### Data for processing
====
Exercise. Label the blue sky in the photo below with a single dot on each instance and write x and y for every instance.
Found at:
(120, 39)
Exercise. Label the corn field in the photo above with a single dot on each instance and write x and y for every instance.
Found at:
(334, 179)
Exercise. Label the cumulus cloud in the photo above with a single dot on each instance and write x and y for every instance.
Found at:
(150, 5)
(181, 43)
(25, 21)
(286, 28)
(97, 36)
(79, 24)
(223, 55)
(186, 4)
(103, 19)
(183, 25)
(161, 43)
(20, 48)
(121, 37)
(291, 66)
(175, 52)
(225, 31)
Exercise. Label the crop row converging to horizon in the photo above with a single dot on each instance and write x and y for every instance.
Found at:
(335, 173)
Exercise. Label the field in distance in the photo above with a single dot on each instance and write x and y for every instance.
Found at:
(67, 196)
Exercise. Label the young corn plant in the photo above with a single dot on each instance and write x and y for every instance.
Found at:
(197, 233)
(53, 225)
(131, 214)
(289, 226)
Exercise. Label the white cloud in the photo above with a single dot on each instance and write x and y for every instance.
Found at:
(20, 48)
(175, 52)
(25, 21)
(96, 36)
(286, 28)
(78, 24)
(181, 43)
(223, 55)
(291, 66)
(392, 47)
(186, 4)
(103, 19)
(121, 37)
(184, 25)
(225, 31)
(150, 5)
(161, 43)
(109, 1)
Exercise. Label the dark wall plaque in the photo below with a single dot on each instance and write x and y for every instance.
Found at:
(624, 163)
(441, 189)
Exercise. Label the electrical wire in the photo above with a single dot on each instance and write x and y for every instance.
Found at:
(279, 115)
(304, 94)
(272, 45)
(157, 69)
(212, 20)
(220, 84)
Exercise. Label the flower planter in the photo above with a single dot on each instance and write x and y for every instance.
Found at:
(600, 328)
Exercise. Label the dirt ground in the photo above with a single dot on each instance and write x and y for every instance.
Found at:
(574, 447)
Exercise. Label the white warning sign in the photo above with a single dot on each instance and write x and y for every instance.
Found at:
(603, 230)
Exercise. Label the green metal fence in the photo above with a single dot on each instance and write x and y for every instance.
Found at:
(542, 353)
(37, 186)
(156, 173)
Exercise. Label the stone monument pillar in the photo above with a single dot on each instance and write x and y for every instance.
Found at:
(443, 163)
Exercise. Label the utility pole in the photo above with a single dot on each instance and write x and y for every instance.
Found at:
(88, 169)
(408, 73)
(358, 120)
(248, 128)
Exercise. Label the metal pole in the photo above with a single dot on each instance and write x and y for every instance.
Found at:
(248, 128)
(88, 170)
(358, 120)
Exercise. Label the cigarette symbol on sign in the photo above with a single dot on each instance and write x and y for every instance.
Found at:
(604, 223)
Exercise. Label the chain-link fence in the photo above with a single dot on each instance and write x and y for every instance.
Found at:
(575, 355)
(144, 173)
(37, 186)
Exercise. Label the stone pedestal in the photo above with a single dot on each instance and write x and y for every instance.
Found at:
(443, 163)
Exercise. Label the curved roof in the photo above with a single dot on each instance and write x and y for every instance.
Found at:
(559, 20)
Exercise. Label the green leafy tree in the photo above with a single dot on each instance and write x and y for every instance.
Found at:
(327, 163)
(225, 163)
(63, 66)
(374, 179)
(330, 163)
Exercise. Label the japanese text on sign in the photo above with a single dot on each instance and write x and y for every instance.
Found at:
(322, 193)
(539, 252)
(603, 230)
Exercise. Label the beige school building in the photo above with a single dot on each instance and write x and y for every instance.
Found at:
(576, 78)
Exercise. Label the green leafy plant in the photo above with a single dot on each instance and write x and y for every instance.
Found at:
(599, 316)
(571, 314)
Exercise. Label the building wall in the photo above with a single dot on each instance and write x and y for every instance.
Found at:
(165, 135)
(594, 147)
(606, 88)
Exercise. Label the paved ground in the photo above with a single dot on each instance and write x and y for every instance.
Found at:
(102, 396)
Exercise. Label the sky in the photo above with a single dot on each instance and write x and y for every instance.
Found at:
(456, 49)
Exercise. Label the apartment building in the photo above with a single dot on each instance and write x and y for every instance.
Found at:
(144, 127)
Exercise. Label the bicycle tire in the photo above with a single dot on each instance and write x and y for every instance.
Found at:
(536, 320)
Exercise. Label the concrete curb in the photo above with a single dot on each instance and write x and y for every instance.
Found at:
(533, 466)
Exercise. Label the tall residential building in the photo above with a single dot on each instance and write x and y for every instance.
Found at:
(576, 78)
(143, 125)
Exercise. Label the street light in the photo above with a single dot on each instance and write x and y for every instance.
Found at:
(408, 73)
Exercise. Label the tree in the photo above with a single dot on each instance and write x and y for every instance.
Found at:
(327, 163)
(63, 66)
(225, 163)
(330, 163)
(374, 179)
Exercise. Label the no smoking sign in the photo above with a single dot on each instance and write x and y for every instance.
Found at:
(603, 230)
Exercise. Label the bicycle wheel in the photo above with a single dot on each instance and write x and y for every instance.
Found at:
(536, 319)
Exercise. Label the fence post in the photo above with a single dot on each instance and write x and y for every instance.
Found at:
====
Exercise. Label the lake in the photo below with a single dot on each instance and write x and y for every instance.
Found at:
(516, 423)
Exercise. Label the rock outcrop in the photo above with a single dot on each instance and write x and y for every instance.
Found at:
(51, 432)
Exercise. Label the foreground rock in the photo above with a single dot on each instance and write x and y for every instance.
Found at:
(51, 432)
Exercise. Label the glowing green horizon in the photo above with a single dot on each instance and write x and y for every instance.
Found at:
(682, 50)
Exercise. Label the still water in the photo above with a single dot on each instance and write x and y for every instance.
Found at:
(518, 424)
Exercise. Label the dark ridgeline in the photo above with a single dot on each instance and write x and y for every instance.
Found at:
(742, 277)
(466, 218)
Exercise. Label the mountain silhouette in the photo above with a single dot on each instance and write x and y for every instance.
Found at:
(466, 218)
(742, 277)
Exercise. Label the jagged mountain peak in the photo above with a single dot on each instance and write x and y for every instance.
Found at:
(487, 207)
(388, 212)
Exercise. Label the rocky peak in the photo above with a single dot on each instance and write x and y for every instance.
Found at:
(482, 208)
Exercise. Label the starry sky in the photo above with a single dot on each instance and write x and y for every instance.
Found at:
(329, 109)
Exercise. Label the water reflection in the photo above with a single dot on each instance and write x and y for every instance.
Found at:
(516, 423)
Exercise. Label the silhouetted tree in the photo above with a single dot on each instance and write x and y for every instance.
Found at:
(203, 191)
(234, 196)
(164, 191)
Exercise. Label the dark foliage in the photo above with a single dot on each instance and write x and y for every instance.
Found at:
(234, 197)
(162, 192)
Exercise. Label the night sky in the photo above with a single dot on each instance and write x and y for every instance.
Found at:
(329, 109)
====
### Task directions
Gather every line of the material above that contains the string "fence" and copy each one in full. Letter case counts, so a line matches only if its capitals and lowercase letters agree with the string.

### Solution for this task
Exercise. Label the green metal fence in the photo above with a single dot on each instance and write x and y for every instance.
Exercise. Label the chain-link fence in the photo above with a single dot on each instance and write x and y for every instance.
Exercise. Label the fence post in the photo above with a single dot on each instance and write x and y for every instance.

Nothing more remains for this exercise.